• [EXERCISE TEXT]
▼▼▼

Traditionally, the preoperative rectal biopsy can supply three different types of information. The first is the histopathological diagnosis and confirmation of carcinoma, the second is the histological subtype, and the third is the degree of differentiation (tumor grade). However, recently, studies have not only noted the presence of tumor buds within the preoperative biopsy specimen but have also linked this feature to unfavorable prognostic parameters. We have described the presence of tumor budding within the biopsy specimen as “intratumoral” budding (ITB) in order to distinguish it from the classical “peritumoral” budding (PTB) that is located at the invasive front and thus not normally evaluable in biopsy specimens [41] (Figure 2).

Figure 2

Presence of intratumoral buds (arrows) in the main tumor body of a rectal cancer (pan-cytokeratin stain: CK22, 40x magnification).

▲▲▲

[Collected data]
▼▼▼

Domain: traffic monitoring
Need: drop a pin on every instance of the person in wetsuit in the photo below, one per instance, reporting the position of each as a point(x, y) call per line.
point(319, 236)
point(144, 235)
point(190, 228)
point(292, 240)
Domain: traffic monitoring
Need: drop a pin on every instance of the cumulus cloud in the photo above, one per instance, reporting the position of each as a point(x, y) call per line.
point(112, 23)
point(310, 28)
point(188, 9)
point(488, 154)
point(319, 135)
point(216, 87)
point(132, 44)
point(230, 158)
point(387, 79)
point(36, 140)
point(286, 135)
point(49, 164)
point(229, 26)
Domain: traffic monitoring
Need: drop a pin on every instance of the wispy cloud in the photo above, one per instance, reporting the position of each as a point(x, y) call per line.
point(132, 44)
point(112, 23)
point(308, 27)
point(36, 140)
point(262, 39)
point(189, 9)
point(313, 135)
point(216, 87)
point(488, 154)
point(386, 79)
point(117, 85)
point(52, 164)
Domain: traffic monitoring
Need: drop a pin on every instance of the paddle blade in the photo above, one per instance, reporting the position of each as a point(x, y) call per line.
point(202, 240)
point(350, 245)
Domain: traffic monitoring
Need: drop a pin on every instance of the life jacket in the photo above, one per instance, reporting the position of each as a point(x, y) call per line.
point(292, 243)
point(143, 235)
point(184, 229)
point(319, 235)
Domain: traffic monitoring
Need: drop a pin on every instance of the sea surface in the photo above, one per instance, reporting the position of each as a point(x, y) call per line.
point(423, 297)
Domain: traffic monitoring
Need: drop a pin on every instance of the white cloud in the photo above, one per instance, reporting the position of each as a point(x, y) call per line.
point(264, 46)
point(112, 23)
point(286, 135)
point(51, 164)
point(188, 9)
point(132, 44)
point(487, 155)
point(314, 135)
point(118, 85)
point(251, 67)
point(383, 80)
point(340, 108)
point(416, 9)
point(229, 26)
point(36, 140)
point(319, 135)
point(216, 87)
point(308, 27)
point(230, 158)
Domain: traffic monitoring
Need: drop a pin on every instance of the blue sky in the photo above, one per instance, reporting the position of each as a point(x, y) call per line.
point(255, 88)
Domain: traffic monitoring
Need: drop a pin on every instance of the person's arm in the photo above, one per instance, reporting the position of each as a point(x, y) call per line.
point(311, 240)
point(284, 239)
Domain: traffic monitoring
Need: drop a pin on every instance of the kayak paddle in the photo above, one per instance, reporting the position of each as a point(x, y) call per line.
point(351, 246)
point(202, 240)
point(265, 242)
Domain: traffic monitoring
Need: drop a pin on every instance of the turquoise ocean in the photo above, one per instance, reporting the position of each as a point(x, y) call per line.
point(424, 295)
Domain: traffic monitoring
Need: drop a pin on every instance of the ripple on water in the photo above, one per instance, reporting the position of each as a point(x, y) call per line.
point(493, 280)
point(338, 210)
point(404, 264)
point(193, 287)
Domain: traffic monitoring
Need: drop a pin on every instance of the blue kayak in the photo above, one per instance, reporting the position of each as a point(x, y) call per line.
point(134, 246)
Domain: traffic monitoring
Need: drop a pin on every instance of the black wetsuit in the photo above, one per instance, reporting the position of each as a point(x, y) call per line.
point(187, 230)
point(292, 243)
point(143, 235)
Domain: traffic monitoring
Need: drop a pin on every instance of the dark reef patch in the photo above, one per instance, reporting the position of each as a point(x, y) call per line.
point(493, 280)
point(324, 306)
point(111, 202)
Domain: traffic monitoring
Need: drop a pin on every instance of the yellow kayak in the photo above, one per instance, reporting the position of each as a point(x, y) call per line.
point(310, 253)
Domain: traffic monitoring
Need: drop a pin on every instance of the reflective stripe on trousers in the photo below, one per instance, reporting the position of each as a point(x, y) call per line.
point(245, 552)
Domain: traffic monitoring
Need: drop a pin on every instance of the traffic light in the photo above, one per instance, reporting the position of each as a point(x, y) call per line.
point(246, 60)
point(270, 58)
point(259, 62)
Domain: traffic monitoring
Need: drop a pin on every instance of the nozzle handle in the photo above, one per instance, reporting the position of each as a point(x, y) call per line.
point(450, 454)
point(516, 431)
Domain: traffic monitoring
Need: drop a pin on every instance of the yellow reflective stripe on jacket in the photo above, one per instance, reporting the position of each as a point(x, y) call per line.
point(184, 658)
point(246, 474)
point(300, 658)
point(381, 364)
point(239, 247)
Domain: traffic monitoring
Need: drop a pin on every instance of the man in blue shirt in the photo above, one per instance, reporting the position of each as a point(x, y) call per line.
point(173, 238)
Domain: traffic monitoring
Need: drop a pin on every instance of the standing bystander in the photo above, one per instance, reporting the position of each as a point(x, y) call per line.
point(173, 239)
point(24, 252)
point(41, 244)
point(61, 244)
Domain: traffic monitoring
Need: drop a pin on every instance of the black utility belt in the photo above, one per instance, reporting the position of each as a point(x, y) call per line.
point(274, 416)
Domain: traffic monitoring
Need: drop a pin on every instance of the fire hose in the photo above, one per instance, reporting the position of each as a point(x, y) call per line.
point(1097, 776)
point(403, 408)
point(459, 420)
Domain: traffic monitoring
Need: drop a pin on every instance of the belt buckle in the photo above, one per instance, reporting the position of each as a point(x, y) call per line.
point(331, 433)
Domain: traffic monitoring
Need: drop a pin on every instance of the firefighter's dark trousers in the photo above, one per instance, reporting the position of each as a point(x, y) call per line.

▲▲▲

• [EXERCISE AIM] Write what comes next in the passage on tumor budding in rectal cancer biopsies. These rows come from a separate source and are unrelated to the text.

• [ANSWER SPACE]
The first assessment of tumor budding in rectal cancer biopsies dates to 1989 [42]. Morodomi and colleagues observed that nearly half of all rectal cancer biopsies contained ITB and its presence was a strong indicator of lymph node positivity. Specifically, lymph node involvement was observed in 78.8% of ITB-positive cases and in only 28.1% of ITB-negative rectal cancers. Despite these promising results, the issue of budding within biopsy specimens was only addressed once again in 2011. Using two cohorts of colorectal cancer patients from all stages totaling more than 500 cases, we could confirm the value of ITB as a predictor of lymph node positivity with similar sensitivity (72.7%) and specificity (72.1%) [41]. The presence of ITB not only correlated with vascular invasion but also showed an independent and unfavorable prognostic effect in multivariable analysis. A recent study by Giger et al. evaluated ITB in preoperative biopsies and the predictive values for both lymph node and distant metastasis in a series of 72 colorectal cancers of all TNM stages [43]. Seventeen percent of all cases were found to have high-grade ITB. Of the ITB positive cases, 83.3% had lymph node metastasis and 82% had distant metastasis. This is in contrast to only 51% and 35% of ITB-negative cases, respectively.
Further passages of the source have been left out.